任务要求 A:
组合总数题解中，第40题相比第39题用什么办法去重？
任务要求 B:
续写组合总数题解，接在最后一行代码之后写下去。

━━━ 阅读文本

39 组合总数
dfs函数记录开始的index和当前的总和
var combinationSum = function(candidates, target) {
const path = []
const res = []
function dfs(start, sum) {
// base case 1: sum = target
if (sum === target) {
res.push([...path])
return;
}
if (sum > target) {
return
}
for (let i = start; i < candidates.length; i++) {
path.push(candidates[i])
sum += candidates[i]
dfs(i, sum)
sum -= candidates[i]
path.pop()
}
}
dfs(0, 0)
return res
};
40 组合总数2
相比于39题,我们可以把数组排序,然后通过对比可以去重
var combinationSum2 = function(candidates, target) {
candidates = candidates.sort()
const path = []
const res = []
const dfs = (start, sum) => {
if (sum === target) {
res.push([...path])
return
}
if (sum > target) {
return
}
for (let i = start; i < candidates.length; i++) {
if (i > start && candidates[i] === candidates[i-1]) {
continue
}
path.push(candidates[i])
sum += candidates[i]
dfs(i+1, sum)
sum -= candidates[i]
path.pop()
}
}
dfs(0, 0)

━━━━━━
━━━ 数据摘录

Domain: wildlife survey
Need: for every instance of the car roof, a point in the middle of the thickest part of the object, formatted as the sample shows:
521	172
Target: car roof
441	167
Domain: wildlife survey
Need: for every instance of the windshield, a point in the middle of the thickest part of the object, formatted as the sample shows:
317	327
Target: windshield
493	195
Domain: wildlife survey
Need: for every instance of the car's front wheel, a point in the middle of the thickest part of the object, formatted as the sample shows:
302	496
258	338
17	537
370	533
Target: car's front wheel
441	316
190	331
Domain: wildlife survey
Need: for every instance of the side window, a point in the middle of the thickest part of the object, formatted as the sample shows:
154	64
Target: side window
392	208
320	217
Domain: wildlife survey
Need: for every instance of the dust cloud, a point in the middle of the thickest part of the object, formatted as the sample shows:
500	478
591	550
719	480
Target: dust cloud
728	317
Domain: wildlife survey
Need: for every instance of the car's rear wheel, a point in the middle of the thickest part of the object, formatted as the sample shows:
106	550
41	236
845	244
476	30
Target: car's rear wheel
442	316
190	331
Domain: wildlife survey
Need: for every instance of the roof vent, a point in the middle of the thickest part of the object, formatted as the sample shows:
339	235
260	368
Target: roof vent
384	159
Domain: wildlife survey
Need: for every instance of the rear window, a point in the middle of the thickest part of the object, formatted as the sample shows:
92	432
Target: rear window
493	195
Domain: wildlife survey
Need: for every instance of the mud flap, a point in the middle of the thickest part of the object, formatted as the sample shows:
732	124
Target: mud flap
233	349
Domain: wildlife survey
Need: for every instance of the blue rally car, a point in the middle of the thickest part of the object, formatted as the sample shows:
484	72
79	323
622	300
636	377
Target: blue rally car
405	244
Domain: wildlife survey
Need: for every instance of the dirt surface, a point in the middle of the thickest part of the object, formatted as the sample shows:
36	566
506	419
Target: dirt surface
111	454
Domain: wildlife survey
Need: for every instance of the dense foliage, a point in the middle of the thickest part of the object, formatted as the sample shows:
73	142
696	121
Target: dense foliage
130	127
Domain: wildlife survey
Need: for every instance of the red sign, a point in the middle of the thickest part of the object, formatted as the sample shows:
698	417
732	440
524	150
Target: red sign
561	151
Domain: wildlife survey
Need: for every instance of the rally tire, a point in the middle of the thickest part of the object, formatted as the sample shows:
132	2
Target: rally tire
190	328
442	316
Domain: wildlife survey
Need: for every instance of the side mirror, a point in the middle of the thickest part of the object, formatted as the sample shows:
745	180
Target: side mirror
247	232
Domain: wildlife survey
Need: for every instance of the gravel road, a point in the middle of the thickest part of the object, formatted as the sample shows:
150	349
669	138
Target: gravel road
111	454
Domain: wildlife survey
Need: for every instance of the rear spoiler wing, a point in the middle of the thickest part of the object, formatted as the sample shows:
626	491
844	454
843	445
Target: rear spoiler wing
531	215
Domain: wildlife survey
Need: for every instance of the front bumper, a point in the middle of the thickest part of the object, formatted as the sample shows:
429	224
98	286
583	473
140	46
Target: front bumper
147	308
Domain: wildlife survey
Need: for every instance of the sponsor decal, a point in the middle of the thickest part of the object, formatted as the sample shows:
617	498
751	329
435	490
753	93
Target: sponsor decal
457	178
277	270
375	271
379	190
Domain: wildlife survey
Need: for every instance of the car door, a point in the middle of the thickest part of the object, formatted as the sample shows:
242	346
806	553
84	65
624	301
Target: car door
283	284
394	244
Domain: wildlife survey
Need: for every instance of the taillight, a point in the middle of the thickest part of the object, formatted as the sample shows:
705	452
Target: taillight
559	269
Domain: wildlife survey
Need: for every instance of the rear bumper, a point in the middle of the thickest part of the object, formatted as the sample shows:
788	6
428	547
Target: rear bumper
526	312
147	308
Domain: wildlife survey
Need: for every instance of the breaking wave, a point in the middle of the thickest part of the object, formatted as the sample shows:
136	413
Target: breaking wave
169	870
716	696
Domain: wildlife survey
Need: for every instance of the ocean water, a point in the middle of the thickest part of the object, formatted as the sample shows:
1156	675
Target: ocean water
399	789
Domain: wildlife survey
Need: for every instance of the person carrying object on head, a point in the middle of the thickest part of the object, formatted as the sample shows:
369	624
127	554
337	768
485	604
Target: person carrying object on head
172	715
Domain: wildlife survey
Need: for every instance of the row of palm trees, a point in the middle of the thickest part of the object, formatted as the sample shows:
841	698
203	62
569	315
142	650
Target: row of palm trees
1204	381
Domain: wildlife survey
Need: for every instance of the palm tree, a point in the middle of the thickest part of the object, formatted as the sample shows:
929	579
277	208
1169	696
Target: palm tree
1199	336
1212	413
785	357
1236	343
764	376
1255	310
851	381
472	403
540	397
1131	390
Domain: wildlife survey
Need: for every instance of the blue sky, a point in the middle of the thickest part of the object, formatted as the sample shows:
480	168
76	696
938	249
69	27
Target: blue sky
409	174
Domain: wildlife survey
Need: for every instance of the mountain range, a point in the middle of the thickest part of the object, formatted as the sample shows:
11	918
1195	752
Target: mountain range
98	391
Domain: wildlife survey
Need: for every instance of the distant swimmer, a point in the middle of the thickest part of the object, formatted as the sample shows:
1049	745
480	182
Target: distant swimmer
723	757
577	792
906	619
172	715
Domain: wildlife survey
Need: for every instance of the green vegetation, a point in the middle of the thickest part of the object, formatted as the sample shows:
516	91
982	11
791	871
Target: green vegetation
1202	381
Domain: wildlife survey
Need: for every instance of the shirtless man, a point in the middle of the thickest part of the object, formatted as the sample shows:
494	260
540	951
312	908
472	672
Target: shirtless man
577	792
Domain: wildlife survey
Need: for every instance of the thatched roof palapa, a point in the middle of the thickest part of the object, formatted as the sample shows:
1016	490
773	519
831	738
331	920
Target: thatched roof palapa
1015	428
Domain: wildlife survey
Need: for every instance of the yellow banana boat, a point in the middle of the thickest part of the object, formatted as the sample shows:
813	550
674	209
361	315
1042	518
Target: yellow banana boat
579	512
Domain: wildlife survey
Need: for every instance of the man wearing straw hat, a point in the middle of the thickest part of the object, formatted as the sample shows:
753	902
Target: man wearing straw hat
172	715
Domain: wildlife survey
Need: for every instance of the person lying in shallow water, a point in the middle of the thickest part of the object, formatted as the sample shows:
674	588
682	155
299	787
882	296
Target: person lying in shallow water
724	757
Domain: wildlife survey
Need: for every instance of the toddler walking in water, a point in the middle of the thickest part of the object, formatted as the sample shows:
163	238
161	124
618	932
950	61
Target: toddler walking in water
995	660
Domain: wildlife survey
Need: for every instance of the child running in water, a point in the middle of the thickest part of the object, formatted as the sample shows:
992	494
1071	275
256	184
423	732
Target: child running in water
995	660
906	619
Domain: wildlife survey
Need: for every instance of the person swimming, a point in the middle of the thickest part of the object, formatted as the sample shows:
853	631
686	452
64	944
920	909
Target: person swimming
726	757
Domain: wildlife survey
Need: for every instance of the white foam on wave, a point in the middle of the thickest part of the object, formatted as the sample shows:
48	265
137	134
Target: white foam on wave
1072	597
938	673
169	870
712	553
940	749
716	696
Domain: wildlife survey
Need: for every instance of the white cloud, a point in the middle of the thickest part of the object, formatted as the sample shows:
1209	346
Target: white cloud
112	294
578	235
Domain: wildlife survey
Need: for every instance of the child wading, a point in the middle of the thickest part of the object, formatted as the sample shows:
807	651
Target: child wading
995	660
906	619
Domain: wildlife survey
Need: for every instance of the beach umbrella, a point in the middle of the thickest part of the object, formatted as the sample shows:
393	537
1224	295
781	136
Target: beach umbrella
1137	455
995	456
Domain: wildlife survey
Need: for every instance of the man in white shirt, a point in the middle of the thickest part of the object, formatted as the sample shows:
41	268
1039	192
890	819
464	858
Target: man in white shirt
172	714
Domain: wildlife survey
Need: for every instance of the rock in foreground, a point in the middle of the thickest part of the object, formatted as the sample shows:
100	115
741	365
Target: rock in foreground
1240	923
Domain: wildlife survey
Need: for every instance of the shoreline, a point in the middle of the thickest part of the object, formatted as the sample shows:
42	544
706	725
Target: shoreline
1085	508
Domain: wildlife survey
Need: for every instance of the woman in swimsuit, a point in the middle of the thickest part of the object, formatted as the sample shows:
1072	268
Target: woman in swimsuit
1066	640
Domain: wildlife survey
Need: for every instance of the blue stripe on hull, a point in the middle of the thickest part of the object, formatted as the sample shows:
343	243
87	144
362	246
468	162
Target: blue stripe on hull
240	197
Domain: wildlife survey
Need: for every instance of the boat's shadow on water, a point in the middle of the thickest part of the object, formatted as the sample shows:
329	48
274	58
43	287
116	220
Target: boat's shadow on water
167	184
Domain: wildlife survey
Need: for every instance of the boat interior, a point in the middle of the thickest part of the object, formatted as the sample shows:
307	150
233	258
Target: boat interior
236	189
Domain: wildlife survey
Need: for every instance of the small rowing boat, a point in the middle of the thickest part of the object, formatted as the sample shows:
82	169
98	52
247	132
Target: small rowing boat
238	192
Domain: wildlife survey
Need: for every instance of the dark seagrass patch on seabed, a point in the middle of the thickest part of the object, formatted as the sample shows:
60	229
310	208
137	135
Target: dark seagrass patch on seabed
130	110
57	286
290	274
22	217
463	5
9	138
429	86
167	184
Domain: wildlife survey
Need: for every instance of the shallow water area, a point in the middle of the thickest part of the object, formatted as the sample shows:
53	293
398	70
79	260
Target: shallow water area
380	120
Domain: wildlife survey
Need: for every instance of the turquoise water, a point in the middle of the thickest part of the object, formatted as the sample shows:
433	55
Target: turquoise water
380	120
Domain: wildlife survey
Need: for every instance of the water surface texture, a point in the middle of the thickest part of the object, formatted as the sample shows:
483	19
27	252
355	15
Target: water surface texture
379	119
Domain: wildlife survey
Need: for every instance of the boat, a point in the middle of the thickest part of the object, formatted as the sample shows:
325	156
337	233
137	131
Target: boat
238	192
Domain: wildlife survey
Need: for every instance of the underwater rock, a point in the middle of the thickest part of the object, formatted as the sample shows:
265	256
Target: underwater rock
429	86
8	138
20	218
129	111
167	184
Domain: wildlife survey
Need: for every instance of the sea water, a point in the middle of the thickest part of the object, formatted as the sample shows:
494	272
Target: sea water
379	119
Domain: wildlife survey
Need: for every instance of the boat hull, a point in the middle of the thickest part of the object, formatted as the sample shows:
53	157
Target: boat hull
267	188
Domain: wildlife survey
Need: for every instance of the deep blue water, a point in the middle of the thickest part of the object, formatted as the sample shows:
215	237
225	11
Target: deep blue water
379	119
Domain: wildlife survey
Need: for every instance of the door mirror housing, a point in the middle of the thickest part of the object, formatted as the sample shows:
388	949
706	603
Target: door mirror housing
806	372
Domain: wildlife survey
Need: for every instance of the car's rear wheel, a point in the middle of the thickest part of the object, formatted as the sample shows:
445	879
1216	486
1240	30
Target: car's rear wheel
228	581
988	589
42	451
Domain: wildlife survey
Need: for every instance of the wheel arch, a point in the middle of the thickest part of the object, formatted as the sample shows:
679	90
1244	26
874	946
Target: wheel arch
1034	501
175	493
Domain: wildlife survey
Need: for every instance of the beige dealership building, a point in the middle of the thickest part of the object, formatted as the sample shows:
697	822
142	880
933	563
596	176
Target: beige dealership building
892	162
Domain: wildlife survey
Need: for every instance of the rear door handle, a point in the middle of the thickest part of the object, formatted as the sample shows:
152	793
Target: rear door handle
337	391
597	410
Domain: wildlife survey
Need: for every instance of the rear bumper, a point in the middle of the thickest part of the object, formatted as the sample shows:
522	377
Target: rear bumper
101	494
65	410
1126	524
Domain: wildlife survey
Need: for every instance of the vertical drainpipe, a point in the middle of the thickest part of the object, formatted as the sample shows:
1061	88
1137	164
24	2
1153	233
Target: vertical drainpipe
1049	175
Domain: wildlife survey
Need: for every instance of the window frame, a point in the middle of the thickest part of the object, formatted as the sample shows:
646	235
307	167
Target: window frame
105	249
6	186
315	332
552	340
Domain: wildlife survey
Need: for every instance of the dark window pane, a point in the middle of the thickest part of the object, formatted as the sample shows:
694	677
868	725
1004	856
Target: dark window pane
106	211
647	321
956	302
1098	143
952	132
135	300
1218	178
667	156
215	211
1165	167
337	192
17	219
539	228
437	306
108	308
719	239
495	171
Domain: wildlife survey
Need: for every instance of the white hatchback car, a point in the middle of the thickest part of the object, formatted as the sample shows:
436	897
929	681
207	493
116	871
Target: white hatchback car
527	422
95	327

━━━━━━

结果 A:
先把数组排序，再通过对比去重。

结果 B:
return res
};
131 分割回文串
我们记录当前开始分割的index,然后枚举从当前index开始的所有substring,如果substring是回文串,我们就加入path并继续寻找可能的组合。但是如果不是,我们可以直接跳过这个substring
var partition = function(s) {
const path = []
const res = []
const dfs = (start) => {
if (start === s.length) {
res.push([...path])
return
}
for (let i = start; i < s.length; i++) {
if (!isPalindrome(s.substring(start, i + 1))) {
continue
}
path.push(s.substring(start, i + 1))
dfs(i + 1)
path.pop()
}
}
dfs(0)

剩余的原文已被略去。